* Start Selected passage *

Right, but applying pattern-matching on a boolean when if-then-else would be more idiomatic seems strange. It can't be for the sake of strictness, so I'm wondering if Igor just has odd style (relative to what I use and commonly see) or some other motivation. –  ephemient Jun 2 '09 at 22:58
1  
@ephemient: I wouldn't claim pattern matching is more idiomatic here. If-then-else would be equally good or better. In similar situations, I've seen pattern matching or guards more often than if-then-else, this is why I used it. But, again, I'm not that experienced with Haskell and might be looking at odd haskell code :) As a side note, this is matter of style and doesn't affect performance, since (for the compiler) if-then-else is syntax sugar around the pattern-matching case. –  Igor Krivokon Jun 3 '09 at 0:51
1  
You should "merge pred = foldl (merge2 pred) []" instead... it would be clearer. –  Dietrich Epp Jun 6 '09 at 3:11

Since I like taking advantage of infix operators and higher-order functions where it makes sense to, I would write

infixr 5 @@
(@@) :: (Ord a) => [a] -> [a] -> [a]
-- if one side is empty, the merges can only possibly go one way
[] @@ ys = ys
xs @@ [] = xs
-- otherwise, take the smaller of the two heads out, and continue with the rest
(x:xs) @@ (y:ys) = case x `compare` y of
    LT -> x : xs @@ (y:ys)
    EQ -> x : xs @@ ys
    GT -> y : (x:xs) @@ ys

-- a n-way merge can be implemented by a repeated 2-way merge
merge :: (Ord a) => [[a]] -> [a]
merge = foldr1 (@@)

* End Selected passage *
* Start Information supplied *

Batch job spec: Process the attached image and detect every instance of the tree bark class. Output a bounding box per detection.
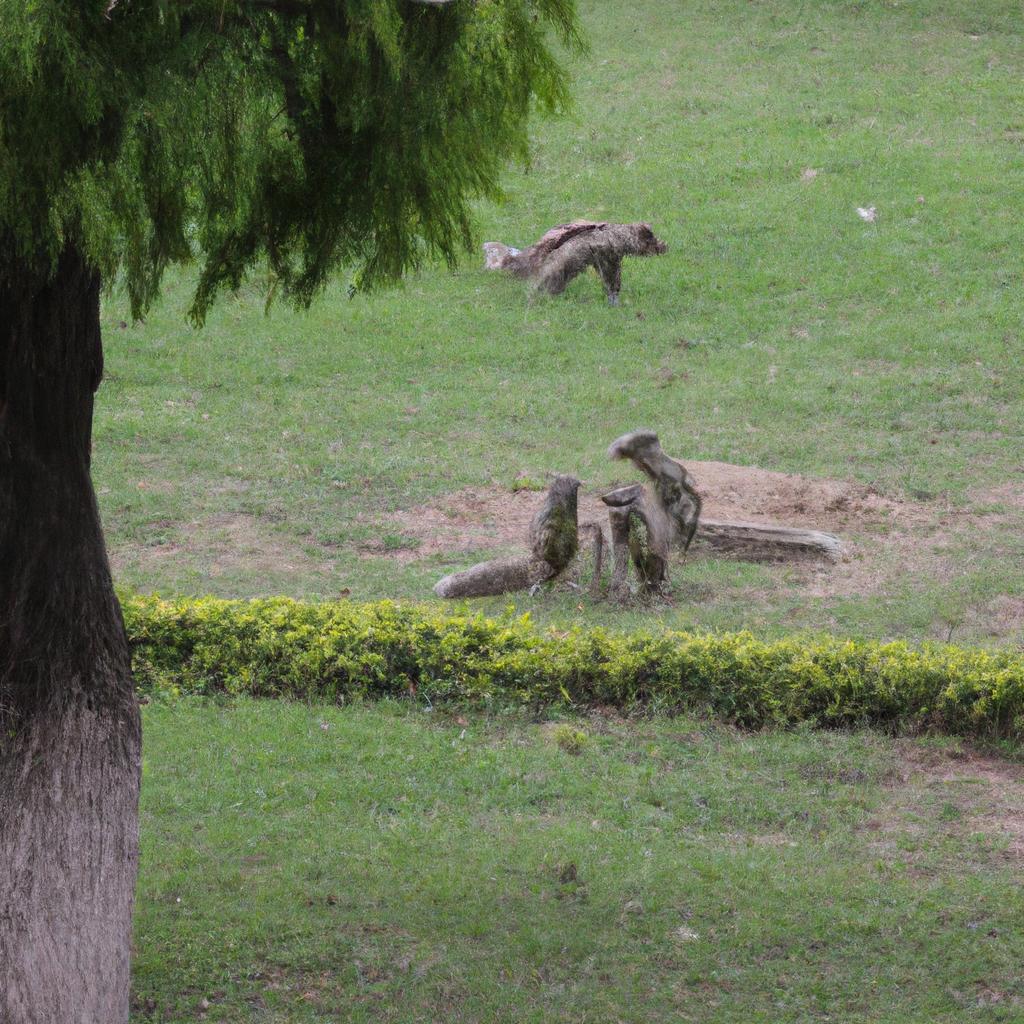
[0,246,141,1024]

* End Information supplied *

# Required actions
1. In the Haskell merge discussion, change "heads" to "first elements" and write out the stretch from "Since I like" through "xs @@ (y:ys)" with that substitution.
2. Continue the Haskell merge discussion from the point where it stops.

# Responses to the exercise
1.
Since I like taking advantage of infix operators and higher-order functions where it makes sense to, I would write

infixr 5 @@
(@@) :: (Ord a) => [a] -> [a] -> [a]
-- if one side is empty, the merges can only possibly go one way
[] @@ ys = ys
xs @@ [] = xs
-- otherwise, take the smaller of the two first elements out, and continue with the rest
(x:xs) @@ (y:ys) = case x `compare` y of
    LT -> x : xs @@ (y:ys)

2.
Here, xs @@ ys merges two lists by their natural ordering (and drops duplicates), while merge [xs, ys, zs..] merges any number of lists.

This leads to the very natural definition of the Hamming numbers:

hamming :: (Num a, Ord a) => [a]
hamming = 1 : map (2*) hamming @@ map (3*) hamming @@ map (5*) hamming
hamming = 1 : merge [map (n*) hamming | n <- [2, 3, 5]] -- alternative

-- this generates, in order, all numbers of the form 2^i * 3^j * 5^k
-- hamming = [1,2,3,4,5,6,8,9,10,12,15,16,18,20,24,25,27,30,32,36,40,45,48,50,..]


Stealing yairchu's unimplemented idea:

{-# LANGUAGE ViewPatterns #-}

import qualified Data.Map as M
import Data.List (foldl', unfoldr)
import Data.Maybe (mapMaybe)

-- merge any number of ordered lists, dropping duplicate elements
merge :: (Ord a) => [[a]] -> [a]
-- create a map of {n: [tails of lists starting with n]}; then
-- repeatedly take the least n and re-insert the tails
merge = unfoldr ((=<<) step . M.minViewWithKey) . foldl' add M.empty where
    add m (x:xs) = M.insertWith' (++) x [xs] m; add m _ = m
    step ((x, xss), m) = Just (x, foldl' add m xss)

-- merge any number of ordered lists, preserving duplicate elements
mergeDup :: (Ord a) => [[a]] -> [a]
-- create a map of {(n, i): tail of list number i (which starts with n)}; then
-- repeatedly take the least n and re-insert the tail
-- the index i <- [0..] is used to prevent map from losing duplicates
mergeDup = unfoldr step . M.fromList . mapMaybe swap . zip [0..] where
    swap (n, (x:xs)) = Just ((x, n), xs); swap _ = Nothing
    step (M.minViewWithKey -> Just (((x, n), xs), m)) =
        Just (x, case xs of y:ys -> M.insert (y, n) ys m; _ -> m)
    step _ = Nothing

where merge, like my original, eliminates duplicates, while mergeDup preserves them (like Igor's answer).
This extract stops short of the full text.